EXERCISE INPUTS Start Marker

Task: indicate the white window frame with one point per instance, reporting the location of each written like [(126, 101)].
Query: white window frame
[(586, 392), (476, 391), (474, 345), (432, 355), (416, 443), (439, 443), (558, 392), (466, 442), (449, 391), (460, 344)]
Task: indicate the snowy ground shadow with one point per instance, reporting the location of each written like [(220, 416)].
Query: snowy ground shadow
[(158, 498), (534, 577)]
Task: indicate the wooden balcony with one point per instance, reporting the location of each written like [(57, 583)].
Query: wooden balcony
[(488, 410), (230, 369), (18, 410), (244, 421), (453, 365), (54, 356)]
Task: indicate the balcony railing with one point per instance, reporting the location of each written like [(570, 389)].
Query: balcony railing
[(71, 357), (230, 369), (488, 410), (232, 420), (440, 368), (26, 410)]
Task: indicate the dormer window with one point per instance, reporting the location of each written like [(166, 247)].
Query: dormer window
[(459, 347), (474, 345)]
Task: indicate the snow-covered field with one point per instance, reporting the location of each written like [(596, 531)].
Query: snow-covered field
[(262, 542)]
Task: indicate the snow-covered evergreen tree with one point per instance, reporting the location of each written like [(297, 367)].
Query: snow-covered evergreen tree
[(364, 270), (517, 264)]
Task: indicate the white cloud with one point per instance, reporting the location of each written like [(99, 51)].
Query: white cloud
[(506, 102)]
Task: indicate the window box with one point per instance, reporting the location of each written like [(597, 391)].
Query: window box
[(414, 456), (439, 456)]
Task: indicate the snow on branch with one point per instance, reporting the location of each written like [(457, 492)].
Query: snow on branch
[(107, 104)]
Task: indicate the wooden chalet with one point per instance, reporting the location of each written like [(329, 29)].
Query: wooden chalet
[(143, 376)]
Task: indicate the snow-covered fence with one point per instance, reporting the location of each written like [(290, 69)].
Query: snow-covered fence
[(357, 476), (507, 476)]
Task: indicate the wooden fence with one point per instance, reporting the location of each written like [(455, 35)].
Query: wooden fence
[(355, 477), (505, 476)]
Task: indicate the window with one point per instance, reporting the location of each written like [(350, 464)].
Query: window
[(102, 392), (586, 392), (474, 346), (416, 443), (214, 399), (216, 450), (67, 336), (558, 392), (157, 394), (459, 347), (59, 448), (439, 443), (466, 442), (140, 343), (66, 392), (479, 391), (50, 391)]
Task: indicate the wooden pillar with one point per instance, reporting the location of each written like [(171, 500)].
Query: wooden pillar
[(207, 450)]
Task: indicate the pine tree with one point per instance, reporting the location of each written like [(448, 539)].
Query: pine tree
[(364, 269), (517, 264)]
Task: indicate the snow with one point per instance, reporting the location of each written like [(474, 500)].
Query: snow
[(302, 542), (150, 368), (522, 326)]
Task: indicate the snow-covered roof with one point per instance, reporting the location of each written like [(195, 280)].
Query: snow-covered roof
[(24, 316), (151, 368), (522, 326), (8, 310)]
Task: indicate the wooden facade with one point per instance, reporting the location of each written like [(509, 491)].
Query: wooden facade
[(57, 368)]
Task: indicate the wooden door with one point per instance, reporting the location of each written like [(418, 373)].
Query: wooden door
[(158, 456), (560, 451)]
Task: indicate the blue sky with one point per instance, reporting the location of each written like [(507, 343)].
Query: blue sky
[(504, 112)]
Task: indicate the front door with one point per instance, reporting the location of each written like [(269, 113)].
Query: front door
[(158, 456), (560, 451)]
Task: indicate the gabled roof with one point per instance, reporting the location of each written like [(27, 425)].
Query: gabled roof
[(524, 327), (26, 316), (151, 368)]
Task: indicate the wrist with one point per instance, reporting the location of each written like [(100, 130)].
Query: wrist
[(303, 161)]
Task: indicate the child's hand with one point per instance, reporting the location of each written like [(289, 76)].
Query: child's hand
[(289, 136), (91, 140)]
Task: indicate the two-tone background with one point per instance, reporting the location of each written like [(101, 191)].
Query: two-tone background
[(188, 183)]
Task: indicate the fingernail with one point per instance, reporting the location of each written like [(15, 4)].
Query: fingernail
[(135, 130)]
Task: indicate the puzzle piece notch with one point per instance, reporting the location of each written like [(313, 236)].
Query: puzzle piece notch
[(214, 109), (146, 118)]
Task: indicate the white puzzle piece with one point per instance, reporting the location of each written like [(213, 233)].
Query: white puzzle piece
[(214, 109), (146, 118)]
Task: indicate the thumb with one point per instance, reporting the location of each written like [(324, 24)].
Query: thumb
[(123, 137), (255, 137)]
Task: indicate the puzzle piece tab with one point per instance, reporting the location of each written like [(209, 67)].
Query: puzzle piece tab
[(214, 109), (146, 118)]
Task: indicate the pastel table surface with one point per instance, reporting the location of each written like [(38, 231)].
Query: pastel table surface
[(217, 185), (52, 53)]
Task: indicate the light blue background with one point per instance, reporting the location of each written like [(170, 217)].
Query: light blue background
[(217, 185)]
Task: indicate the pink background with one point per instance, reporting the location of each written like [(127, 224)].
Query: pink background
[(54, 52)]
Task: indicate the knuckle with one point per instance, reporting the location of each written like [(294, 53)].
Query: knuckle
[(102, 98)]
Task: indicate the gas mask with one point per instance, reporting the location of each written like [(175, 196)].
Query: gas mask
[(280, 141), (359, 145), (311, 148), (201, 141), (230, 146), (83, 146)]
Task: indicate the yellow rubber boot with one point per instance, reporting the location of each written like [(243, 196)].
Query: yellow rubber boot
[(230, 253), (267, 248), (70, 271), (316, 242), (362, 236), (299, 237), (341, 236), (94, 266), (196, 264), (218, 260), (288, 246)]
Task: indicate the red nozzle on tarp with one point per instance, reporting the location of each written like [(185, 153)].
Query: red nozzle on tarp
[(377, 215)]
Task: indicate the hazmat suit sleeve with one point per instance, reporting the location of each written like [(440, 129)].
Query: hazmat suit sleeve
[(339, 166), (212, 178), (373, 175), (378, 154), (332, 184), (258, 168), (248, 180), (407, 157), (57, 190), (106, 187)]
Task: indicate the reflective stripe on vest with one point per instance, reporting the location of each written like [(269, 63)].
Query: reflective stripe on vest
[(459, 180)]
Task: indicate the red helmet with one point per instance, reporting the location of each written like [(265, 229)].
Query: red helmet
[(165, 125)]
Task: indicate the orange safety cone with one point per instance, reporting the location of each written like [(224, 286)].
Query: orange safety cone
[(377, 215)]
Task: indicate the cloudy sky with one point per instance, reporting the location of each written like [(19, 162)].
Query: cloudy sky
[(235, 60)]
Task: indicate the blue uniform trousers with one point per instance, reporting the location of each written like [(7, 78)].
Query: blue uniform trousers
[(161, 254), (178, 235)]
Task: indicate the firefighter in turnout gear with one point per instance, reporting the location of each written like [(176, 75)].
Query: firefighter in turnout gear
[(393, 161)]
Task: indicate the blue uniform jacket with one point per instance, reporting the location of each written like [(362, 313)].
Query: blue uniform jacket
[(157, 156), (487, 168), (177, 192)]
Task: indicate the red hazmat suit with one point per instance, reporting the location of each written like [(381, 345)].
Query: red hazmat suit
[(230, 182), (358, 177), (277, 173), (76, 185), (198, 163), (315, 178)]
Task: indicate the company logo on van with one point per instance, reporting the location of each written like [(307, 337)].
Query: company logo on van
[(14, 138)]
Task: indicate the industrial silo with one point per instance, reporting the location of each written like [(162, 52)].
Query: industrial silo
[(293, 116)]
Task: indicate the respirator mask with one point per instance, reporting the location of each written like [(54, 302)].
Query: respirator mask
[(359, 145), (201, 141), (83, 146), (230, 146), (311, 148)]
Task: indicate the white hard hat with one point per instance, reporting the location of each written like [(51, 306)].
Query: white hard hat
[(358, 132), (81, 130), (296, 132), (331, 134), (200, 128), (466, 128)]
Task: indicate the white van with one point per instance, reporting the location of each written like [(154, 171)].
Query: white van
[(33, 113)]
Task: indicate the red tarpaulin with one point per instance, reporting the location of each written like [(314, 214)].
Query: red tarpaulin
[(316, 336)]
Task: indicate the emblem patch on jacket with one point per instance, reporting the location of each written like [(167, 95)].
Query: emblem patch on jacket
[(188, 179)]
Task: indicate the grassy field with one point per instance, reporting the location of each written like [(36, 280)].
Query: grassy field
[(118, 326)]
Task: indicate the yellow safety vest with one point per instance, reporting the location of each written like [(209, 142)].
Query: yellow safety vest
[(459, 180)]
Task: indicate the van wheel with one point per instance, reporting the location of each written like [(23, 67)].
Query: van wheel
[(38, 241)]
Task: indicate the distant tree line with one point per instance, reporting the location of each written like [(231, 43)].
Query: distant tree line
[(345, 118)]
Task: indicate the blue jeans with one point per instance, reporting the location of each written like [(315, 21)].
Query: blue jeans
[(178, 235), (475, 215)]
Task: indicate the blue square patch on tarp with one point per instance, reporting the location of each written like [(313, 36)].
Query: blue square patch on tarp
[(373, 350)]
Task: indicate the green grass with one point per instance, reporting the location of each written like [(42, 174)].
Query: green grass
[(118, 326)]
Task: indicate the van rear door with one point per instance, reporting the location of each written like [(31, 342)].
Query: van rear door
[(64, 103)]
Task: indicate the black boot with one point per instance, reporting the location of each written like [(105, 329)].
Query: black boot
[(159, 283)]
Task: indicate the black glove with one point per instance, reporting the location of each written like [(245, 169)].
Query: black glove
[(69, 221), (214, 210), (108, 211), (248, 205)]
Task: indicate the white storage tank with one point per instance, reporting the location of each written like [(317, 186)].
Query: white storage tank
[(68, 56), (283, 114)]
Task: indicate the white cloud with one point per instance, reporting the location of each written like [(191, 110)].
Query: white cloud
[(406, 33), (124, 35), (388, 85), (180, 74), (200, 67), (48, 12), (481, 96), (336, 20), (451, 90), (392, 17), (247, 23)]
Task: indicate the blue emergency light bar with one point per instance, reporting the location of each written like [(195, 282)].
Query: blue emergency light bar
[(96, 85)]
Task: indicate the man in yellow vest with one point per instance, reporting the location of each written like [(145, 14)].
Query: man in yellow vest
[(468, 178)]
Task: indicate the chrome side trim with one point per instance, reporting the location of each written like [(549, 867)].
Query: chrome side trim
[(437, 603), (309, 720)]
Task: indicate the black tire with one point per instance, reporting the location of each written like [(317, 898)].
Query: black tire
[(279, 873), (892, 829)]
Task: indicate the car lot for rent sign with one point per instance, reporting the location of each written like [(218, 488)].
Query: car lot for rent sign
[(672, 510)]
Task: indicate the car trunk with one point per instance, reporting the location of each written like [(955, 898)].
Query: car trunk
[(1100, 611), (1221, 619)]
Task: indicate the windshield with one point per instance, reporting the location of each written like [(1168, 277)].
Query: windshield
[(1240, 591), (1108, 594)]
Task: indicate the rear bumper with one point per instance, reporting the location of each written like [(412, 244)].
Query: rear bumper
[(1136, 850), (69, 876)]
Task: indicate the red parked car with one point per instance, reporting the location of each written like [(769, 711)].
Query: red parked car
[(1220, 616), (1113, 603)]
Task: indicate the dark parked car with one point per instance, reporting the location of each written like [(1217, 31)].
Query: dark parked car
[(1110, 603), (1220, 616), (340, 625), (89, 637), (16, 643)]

EXERCISE INPUTS End Marker

Considering only the material above, set down every line from the one with "Task: indicate the window with" to the one with "Task: indicate the two-tone", inclusive, exactly as written.

WRITTEN SOLUTION:
Task: indicate the window with one point per instance, reporting the location of each written like [(350, 464)].
Query: window
[(102, 392), (586, 392), (474, 346), (416, 443), (214, 399), (216, 450), (67, 336), (558, 392), (157, 394), (459, 347), (59, 448), (439, 443), (466, 442), (140, 343), (66, 392), (479, 391), (50, 391)]
Task: indicate the wooden pillar with one point per instance, reporting the location of each written like [(171, 500)].
Query: wooden pillar
[(207, 450)]
Task: indicate the pine tree with one point per instance, reporting the location of each written like [(448, 539)].
Query: pine tree
[(364, 269), (517, 264)]
Task: indicate the snow with one point per instance, reporting the location of each written like [(474, 500)].
Query: snow
[(302, 542), (150, 368), (522, 326)]
Task: indicate the snow-covered roof with one point per instance, reporting the location of each written like [(195, 280)].
Query: snow-covered roof
[(24, 316), (151, 368), (522, 326), (8, 310)]
Task: indicate the wooden facade with one point per instance, reporting the location of each written like [(509, 491)].
Query: wooden facade
[(57, 368)]
Task: indicate the wooden door with one point per instance, reporting the location of each written like [(418, 373)].
Query: wooden door
[(158, 456), (560, 451)]
Task: indicate the blue sky with one point per instance, reporting the location of each written like [(507, 343)].
Query: blue sky
[(504, 112)]
Task: indicate the front door with one point per instance, reporting the location of each written like [(269, 113)].
Query: front door
[(158, 456), (560, 451)]
Task: indicate the gabled roof with one point per instance, reporting the location of each written like [(27, 425)].
Query: gabled roof
[(524, 327), (26, 316), (151, 368)]
Task: indicate the wrist with one point per instance, reporting the location of each written like [(100, 130)].
Query: wrist
[(303, 161)]
Task: indicate the child's hand with one point per instance, reporting the location of each written like [(289, 76)].
Query: child's hand
[(289, 136), (91, 140)]
Task: indicate the two-tone background with one point per instance, reporting the location of each written like [(101, 191)].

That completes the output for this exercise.